● **Document passage**:

◇ ◇ ◇ ◇ ◇ ◇ ◇

Harsh manner in which historians of philosophy censure the negative vein.
Most historians deal hardly with this negative vein. They depreciate the Sophists, the Megarics and Eretrians, the Academics and Sceptics of the subsequent ages — under the title of Eristics, or lovers of contention for itself — as captious and perverse enemies of truth.
Negative method in philosophy essential to the controul of the affirmative.
I have already said that my view of the importance and value of the negative vein of philosophy is altogether different. It appears to me quite as essential as the affirmative. It is required as an antecedent, a test, and a corrective. Aristotle deserves all honour for his attempts to construct and defend various affirmative theories: but the value of these theories depends upon their being defensible against all objectors. Affirmative philosophy, as a body not only of truth but of reasoned truth, holds the champion’s belt, subject to the challenge not only of competing affirmants, but of all deniers and doubters. And this is the more indispensable, because of the vast problems which these affirmative philosophers undertake to solve: problems especially vast during the age of Plato and Aristotle. The question has to be determined, not only which of two proposed solutions is the best, but whether either of them is tenable, and even whether any solution at all is attainable by the human faculties: whether there exist positive evidence adequate to sustain any conclusion, accompanied with adequate replies to the objections against it. The burthen of proof lies upon the affirmant: and the proof produced must be open to the scrutiny of every dissentient.
Sokrates — the most persevering and acute Eristic of his age.

◇ ◇ ◇ ◇ ◇ ◇ ◇

● **Given entries**:
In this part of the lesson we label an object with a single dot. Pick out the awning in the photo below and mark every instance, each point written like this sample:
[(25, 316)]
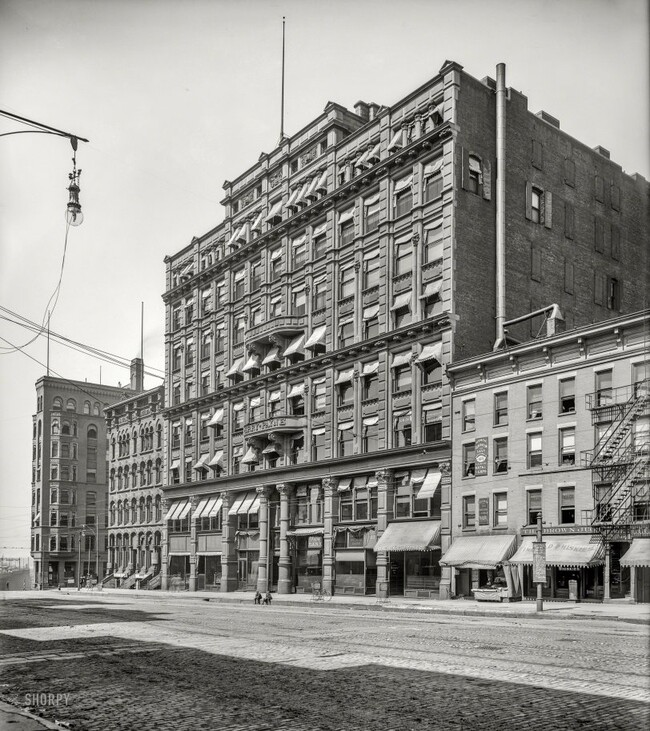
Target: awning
[(250, 457), (252, 362), (432, 289), (236, 368), (638, 554), (430, 352), (297, 389), (479, 552), (175, 508), (402, 300), (305, 532), (296, 346), (272, 356), (217, 460), (429, 485), (201, 464), (201, 508), (412, 535), (344, 376), (215, 509), (317, 337), (432, 168), (572, 551), (217, 418)]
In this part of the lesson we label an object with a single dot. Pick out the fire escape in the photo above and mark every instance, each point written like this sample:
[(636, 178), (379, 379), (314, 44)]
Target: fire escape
[(620, 461)]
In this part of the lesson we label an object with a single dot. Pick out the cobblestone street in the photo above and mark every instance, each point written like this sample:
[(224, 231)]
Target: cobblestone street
[(160, 663)]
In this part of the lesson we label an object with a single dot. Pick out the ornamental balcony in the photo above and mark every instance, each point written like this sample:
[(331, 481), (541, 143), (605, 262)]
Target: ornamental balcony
[(283, 325)]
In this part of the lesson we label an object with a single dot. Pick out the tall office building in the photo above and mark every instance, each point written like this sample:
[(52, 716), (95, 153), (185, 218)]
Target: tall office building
[(307, 406)]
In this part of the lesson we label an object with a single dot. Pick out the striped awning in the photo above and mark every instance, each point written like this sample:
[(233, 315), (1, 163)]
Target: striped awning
[(638, 554), (572, 551), (411, 535), (479, 552)]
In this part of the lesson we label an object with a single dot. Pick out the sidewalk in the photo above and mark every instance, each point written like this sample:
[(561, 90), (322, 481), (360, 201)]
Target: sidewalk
[(617, 610)]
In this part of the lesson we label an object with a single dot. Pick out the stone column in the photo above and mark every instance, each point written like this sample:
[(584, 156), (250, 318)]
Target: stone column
[(385, 493), (265, 559), (330, 515), (229, 580), (606, 573), (284, 567), (194, 501), (164, 548)]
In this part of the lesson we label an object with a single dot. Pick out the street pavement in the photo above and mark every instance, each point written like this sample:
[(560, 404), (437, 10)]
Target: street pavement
[(157, 660)]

◇ ◇ ◇ ◇ ◇ ◇ ◇

● **To be done**:
a – From the passage on the negative vein in philosophy, write out the section starting at "Most historians deal" and ending at "of the affirmative.".
b – Name every group of thinkers that, according to the passage on the negative vein in philosophy, most historians depreciate under the title of Eristics.

● **Task-by-task results**:
a –
Most historians deal hardly with this negative vein. They depreciate the Sophists, the Megarics and Eretrians, the Academics and Sceptics of the subsequent ages — under the title of Eristics, or lovers of contention for itself — as captious and perverse enemies of truth.
Negative method in philosophy essential to the controul of the affirmative.

b –
- the Sophists
- the Megarics
- the Eretrians
- the Academics
- the Sceptics